## BEGIN Records provided

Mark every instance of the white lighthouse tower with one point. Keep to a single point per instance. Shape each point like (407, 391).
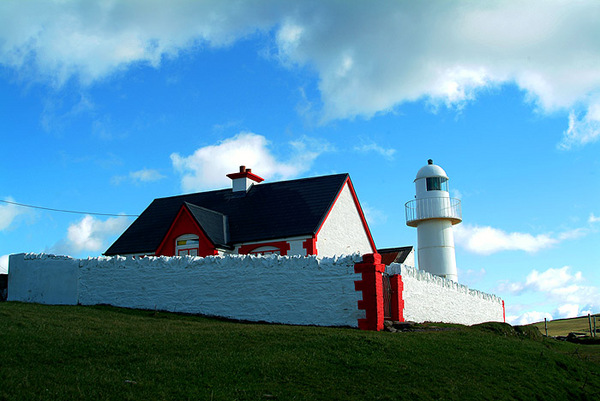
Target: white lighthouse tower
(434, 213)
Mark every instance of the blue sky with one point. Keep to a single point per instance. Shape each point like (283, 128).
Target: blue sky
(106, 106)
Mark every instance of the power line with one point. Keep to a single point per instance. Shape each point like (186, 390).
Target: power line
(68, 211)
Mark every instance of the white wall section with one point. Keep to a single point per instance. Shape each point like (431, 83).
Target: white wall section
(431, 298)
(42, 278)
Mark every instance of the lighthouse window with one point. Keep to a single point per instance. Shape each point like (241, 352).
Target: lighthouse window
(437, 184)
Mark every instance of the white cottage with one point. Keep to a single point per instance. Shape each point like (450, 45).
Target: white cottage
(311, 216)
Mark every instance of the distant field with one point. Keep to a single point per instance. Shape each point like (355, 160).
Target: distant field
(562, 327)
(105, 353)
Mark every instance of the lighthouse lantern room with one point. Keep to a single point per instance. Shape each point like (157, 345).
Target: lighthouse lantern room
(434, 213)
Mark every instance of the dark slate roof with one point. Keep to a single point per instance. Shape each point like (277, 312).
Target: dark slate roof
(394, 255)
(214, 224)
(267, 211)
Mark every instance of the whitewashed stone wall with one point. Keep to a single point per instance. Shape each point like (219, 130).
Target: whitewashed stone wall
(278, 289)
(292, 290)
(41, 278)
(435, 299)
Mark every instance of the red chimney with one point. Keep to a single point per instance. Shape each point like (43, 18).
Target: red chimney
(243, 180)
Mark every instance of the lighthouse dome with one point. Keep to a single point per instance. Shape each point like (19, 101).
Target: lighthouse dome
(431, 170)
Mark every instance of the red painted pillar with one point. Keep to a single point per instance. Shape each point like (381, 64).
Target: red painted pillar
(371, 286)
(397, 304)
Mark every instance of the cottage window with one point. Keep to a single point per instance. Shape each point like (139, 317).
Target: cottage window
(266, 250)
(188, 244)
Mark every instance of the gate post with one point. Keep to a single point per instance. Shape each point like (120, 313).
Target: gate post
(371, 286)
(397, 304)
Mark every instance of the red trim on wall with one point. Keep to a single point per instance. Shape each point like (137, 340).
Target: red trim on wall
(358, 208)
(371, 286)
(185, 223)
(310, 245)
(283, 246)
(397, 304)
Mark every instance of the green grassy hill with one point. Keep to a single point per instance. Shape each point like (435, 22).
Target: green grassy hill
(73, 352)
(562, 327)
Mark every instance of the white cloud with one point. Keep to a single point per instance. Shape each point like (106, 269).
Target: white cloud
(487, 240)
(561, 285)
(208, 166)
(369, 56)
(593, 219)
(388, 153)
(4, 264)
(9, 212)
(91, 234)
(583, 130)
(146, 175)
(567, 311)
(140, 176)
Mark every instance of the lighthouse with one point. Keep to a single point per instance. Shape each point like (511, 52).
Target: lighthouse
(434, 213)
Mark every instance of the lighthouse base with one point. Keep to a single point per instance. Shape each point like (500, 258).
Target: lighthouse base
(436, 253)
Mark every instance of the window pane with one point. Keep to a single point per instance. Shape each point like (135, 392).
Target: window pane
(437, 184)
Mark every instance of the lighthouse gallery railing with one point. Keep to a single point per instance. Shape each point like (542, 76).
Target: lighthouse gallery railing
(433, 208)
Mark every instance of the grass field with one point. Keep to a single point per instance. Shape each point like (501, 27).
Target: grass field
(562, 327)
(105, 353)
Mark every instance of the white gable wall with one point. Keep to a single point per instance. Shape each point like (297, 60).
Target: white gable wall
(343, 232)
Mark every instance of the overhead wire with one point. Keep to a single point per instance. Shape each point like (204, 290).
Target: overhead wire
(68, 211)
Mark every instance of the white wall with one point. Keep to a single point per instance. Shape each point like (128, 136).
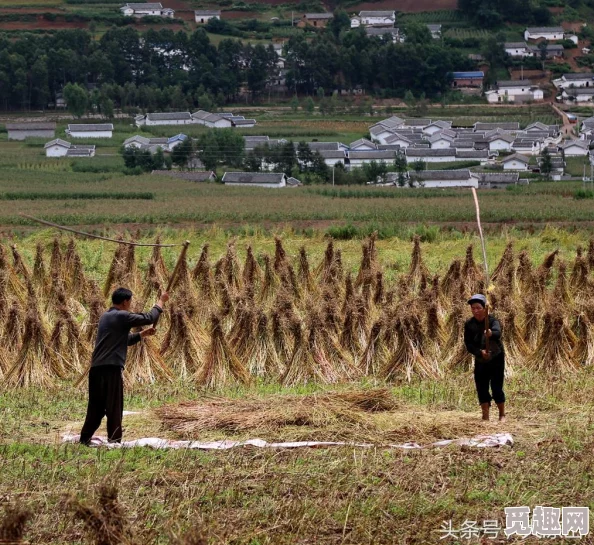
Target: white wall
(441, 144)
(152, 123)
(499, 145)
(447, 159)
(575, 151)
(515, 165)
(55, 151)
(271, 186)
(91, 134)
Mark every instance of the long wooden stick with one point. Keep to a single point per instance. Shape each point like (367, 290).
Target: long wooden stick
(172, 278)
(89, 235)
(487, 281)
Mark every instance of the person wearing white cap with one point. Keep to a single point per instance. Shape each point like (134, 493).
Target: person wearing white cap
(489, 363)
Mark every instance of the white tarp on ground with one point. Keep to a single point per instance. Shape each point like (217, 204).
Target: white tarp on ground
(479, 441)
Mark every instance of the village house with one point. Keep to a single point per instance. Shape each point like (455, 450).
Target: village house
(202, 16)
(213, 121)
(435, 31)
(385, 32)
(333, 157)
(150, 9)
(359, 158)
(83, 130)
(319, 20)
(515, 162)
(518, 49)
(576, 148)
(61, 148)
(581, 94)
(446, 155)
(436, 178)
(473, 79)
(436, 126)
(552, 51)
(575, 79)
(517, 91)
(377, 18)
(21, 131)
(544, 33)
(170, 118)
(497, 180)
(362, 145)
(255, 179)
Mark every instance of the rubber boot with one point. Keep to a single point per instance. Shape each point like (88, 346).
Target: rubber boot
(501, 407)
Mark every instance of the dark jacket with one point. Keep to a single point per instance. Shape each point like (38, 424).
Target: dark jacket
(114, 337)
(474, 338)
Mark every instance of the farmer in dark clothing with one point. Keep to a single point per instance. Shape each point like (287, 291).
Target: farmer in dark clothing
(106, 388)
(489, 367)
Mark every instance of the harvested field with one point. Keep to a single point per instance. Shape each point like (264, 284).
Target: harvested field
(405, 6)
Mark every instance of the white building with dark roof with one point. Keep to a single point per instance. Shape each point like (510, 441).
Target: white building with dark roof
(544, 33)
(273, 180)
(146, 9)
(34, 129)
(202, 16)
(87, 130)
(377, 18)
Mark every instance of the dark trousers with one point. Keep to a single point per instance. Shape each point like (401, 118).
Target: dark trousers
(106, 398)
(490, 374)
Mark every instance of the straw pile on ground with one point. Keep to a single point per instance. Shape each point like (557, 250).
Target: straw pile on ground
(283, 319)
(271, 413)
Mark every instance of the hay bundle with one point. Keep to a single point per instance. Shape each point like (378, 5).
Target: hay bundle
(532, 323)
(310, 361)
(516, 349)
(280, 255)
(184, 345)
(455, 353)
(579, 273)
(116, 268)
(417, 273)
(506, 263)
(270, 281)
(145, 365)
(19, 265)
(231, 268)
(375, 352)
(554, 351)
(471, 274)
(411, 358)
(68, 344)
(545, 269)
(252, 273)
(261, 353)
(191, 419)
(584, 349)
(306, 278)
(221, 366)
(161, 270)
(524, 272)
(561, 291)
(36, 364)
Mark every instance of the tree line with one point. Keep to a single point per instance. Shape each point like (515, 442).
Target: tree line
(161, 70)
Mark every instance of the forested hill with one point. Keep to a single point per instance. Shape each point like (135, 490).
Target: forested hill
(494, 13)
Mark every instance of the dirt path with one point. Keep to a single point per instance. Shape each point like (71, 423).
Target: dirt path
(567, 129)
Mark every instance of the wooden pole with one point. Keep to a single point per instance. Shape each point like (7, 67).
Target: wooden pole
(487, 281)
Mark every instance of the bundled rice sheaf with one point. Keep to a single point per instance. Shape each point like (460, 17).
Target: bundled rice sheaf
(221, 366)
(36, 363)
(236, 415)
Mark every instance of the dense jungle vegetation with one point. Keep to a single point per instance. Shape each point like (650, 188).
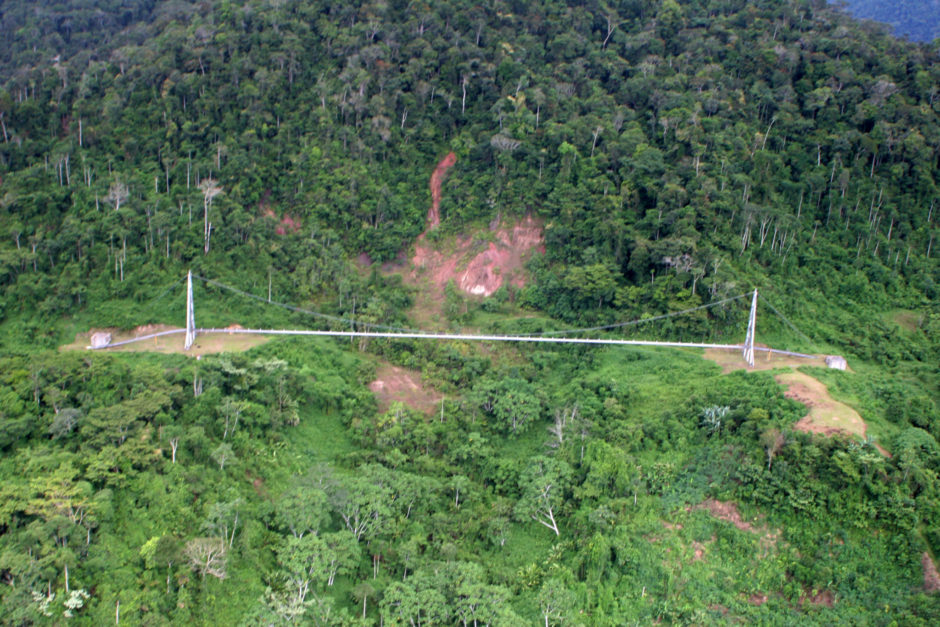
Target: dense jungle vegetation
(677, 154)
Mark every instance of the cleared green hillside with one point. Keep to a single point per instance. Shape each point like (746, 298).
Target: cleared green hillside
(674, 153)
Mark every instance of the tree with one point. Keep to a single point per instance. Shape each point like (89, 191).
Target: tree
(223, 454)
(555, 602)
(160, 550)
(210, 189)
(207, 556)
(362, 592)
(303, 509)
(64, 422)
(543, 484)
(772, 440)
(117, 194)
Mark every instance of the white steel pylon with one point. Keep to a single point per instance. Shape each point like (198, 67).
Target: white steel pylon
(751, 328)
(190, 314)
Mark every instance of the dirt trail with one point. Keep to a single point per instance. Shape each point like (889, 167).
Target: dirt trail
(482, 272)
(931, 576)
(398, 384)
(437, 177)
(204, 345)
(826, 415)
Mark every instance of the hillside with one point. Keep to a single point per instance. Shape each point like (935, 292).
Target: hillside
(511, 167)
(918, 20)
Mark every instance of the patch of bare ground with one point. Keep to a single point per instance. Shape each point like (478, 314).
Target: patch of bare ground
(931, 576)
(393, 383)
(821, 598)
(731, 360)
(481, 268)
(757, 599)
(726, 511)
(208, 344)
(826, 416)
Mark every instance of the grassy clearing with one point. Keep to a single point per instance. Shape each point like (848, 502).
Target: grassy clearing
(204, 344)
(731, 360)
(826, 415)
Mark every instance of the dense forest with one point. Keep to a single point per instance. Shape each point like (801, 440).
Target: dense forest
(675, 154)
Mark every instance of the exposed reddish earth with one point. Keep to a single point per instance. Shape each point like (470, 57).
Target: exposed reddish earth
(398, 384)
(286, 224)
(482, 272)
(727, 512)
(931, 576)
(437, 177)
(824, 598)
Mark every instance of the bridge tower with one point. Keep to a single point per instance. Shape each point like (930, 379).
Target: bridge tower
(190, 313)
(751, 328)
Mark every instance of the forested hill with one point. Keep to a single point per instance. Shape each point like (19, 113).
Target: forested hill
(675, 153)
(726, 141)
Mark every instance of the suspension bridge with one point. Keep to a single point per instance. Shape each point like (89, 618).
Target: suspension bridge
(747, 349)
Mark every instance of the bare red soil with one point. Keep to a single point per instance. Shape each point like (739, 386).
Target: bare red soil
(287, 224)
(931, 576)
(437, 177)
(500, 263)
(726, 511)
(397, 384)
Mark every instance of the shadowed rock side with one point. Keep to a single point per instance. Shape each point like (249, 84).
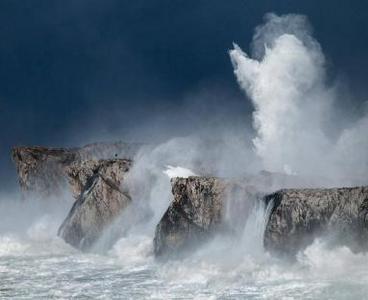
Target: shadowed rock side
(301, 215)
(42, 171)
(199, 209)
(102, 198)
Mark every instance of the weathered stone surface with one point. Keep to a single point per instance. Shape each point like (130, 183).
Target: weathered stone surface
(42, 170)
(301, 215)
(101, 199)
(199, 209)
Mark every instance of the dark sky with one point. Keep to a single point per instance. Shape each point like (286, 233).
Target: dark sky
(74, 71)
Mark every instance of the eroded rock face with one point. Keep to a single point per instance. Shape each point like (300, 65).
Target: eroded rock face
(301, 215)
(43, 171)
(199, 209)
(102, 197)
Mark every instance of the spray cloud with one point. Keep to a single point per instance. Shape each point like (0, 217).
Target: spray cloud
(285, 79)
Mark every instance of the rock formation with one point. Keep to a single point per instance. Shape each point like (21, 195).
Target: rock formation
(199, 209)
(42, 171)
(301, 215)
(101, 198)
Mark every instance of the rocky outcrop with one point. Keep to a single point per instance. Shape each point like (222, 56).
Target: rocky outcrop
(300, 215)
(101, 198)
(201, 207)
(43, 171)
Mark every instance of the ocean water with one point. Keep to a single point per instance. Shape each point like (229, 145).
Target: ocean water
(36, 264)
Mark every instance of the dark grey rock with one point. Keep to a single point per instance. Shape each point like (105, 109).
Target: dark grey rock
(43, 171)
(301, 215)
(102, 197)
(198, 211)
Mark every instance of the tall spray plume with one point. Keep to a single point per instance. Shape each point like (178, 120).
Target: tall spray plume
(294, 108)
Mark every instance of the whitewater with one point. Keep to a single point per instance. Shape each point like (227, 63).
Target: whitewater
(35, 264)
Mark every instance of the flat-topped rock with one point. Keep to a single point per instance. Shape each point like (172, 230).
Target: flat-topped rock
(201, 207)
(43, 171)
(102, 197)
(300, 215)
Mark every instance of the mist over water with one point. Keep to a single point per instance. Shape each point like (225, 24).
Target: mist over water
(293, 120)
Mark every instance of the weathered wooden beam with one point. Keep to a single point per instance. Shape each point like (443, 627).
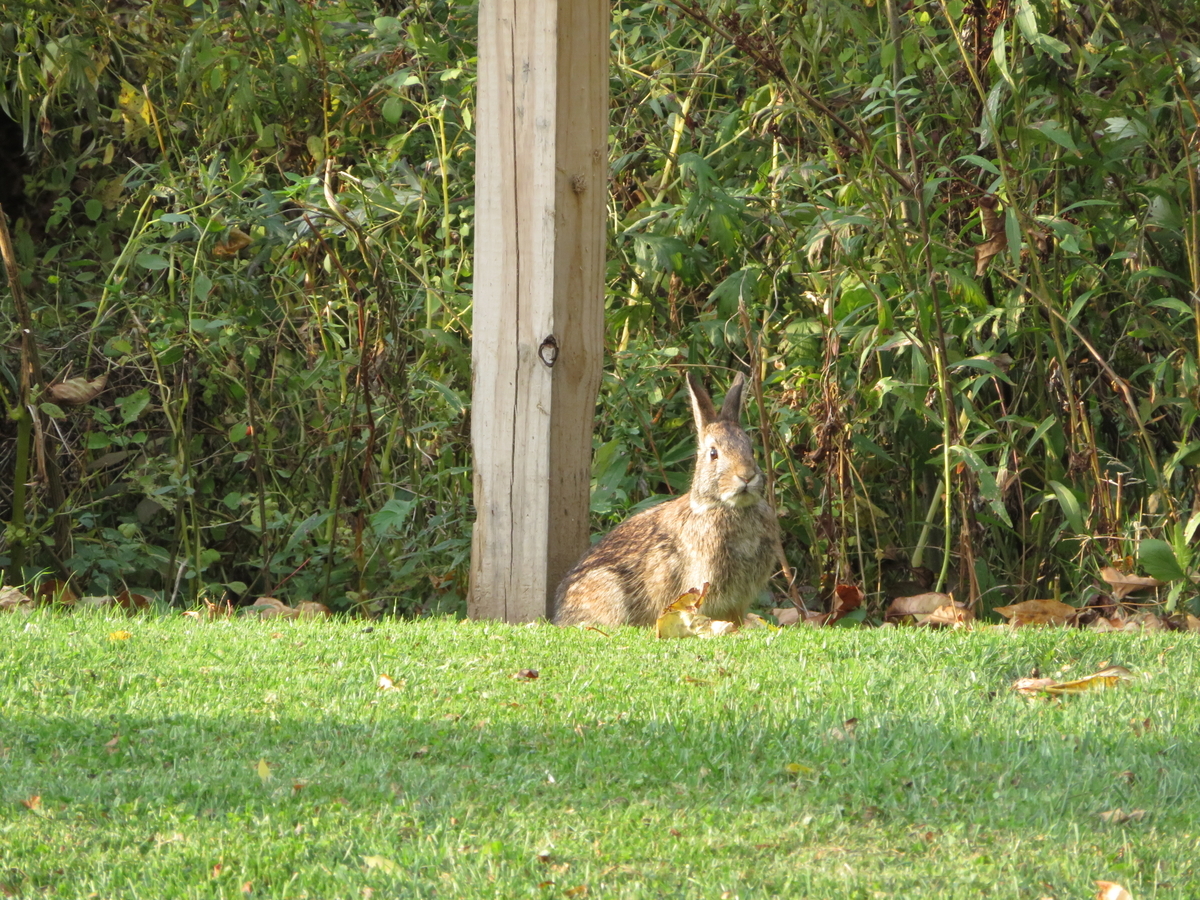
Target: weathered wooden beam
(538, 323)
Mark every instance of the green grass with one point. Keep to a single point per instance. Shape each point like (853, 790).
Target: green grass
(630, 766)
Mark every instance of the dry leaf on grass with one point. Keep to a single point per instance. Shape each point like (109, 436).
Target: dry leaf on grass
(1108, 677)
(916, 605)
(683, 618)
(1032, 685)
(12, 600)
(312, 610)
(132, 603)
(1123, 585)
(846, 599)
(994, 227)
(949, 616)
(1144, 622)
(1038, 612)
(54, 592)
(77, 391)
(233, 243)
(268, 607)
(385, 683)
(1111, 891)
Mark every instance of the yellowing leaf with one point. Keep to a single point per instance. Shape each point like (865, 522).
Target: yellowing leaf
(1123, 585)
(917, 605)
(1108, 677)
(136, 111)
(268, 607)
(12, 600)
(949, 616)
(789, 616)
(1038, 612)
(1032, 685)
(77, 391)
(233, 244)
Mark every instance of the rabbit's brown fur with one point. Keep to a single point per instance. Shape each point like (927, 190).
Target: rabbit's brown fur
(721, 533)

## END Records provided

### Problem requirements:
Starting at the line that contains "Mark every instance of the weathered wooden" and ending at the last line above, write those lines out again with "yellowing leaf" replaced by "withered leaf" and nothing else changed. Leave the pictures out.

### Result:
Mark every instance of the weathered wooden beam with one point. Keep to a single point per instance. Shape each point like (443, 627).
Target: weathered wooden beam
(538, 323)
Mark every instance of the green grass with one point. Keep to a single point per instance. Shape each point like (853, 790).
Target: green grass
(630, 766)
Mark every instance of the dry leaf on grass with one point. Keep to a single point per instance. Shape each point like (109, 436).
Target: dry leaf on grass
(1108, 677)
(916, 605)
(683, 618)
(1032, 685)
(12, 600)
(312, 610)
(132, 603)
(1123, 585)
(846, 599)
(994, 227)
(949, 616)
(1144, 622)
(1038, 612)
(54, 592)
(77, 391)
(233, 243)
(268, 607)
(385, 683)
(1111, 891)
Mark every instance of the withered leaf with one point. Keep to a single point per instance. Shape each point like (865, 522).
Target: withered leaf
(1123, 585)
(917, 605)
(1108, 677)
(136, 111)
(268, 607)
(12, 600)
(949, 616)
(789, 616)
(1038, 612)
(1032, 685)
(77, 391)
(233, 244)
Mark every instance of the rabbit's brown fur with one point. Keep to a single point per instance. Shape each point like (927, 190).
Target: rabbit's brown fur
(721, 533)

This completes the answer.